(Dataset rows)
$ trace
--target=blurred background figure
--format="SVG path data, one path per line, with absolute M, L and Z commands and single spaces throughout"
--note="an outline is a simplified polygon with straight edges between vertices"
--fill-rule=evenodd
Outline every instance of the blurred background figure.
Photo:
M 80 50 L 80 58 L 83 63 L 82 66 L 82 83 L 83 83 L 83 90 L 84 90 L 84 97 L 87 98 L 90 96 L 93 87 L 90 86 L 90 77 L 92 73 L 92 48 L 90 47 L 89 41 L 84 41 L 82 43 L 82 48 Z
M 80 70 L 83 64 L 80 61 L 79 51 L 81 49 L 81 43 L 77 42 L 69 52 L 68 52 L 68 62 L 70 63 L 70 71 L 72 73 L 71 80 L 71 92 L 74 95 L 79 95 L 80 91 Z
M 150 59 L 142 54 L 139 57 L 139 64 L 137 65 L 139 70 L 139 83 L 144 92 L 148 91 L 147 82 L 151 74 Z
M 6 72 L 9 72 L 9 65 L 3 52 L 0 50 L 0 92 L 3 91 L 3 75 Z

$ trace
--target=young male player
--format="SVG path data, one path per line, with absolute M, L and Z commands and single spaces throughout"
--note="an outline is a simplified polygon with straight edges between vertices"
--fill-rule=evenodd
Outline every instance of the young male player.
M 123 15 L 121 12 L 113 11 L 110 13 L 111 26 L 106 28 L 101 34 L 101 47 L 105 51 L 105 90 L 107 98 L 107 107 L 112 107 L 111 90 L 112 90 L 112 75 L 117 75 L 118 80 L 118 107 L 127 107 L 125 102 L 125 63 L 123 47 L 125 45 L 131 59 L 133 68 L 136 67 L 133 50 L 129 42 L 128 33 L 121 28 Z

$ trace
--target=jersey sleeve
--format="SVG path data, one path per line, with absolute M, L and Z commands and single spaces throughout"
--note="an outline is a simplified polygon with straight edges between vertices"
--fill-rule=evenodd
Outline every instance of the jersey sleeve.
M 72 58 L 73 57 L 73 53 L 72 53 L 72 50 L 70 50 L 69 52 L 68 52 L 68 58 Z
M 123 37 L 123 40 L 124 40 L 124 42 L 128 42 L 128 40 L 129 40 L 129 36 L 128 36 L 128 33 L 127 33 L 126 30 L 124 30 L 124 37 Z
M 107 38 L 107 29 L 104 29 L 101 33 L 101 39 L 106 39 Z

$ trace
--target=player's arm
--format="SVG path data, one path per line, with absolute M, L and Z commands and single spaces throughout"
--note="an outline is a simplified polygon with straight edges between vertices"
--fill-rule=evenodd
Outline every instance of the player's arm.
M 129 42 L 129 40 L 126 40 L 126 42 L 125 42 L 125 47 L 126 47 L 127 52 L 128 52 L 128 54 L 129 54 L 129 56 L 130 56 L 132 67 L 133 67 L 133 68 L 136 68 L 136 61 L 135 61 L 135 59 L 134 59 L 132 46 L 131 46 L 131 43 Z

Instructions to follow —
Reproduce the listing shown above in its entirety, exactly.

Response for this exercise —
$ trace
--target=blurred background figure
--format="SVG path data, one path per line, with absolute M, L and Z commands and single spaces throughout"
--note="an outline is a simplified polygon with straight edges between vertices"
--fill-rule=evenodd
Outline every instance of the blurred background figure.
Photo:
M 80 50 L 80 58 L 83 63 L 82 66 L 82 83 L 83 83 L 83 90 L 84 90 L 84 97 L 87 98 L 90 96 L 93 87 L 90 86 L 90 77 L 92 73 L 92 48 L 90 47 L 89 41 L 84 41 L 82 43 L 82 48 Z
M 80 70 L 83 64 L 80 61 L 79 51 L 81 49 L 81 43 L 77 42 L 69 52 L 68 52 L 68 62 L 70 63 L 70 71 L 72 73 L 71 80 L 71 92 L 74 95 L 79 95 L 80 91 Z
M 150 59 L 142 54 L 139 57 L 139 64 L 137 65 L 139 70 L 139 83 L 144 92 L 148 91 L 147 82 L 151 74 Z
M 6 72 L 9 72 L 9 65 L 3 52 L 0 50 L 0 92 L 3 91 L 3 75 Z

$ trace
--target=young male player
--format="SVG path data, one path per line, with absolute M, L and Z commands and single spaces throughout"
--note="an outline is a simplified polygon with straight edges between vertices"
--fill-rule=evenodd
Outline every instance of the young male player.
M 123 15 L 121 12 L 113 11 L 110 13 L 111 26 L 106 28 L 101 34 L 101 47 L 105 51 L 105 90 L 107 98 L 107 107 L 112 107 L 111 90 L 112 90 L 112 75 L 117 75 L 118 80 L 118 107 L 127 107 L 125 102 L 125 63 L 123 47 L 125 45 L 131 59 L 133 68 L 136 67 L 133 50 L 129 42 L 128 33 L 121 28 Z

$ trace
--target=jersey sleeve
--format="SVG path data, one path per line, with absolute M, L and Z commands and single spaces throughout"
--note="an outline is a simplified polygon with straight edges between vertices"
--fill-rule=evenodd
Outline every instance of the jersey sleeve.
M 72 58 L 73 57 L 73 53 L 72 53 L 72 50 L 70 50 L 69 52 L 68 52 L 68 58 Z
M 123 37 L 123 40 L 124 40 L 124 42 L 128 42 L 128 40 L 129 40 L 129 36 L 128 36 L 128 33 L 127 33 L 126 30 L 124 30 L 124 37 Z
M 107 38 L 107 29 L 104 29 L 101 33 L 101 39 L 106 39 Z

$ trace
--target=player's arm
--format="SVG path data, one path per line, with absolute M, L and Z commands and single spaces throughout"
--note="an outline is a simplified polygon with straight edges between vertices"
--fill-rule=evenodd
Outline every instance of the player's arm.
M 129 42 L 129 40 L 126 40 L 126 42 L 125 42 L 125 47 L 126 47 L 127 52 L 128 52 L 128 54 L 129 54 L 129 56 L 130 56 L 132 67 L 133 67 L 133 68 L 136 68 L 136 61 L 135 61 L 135 59 L 134 59 L 132 46 L 131 46 L 131 43 Z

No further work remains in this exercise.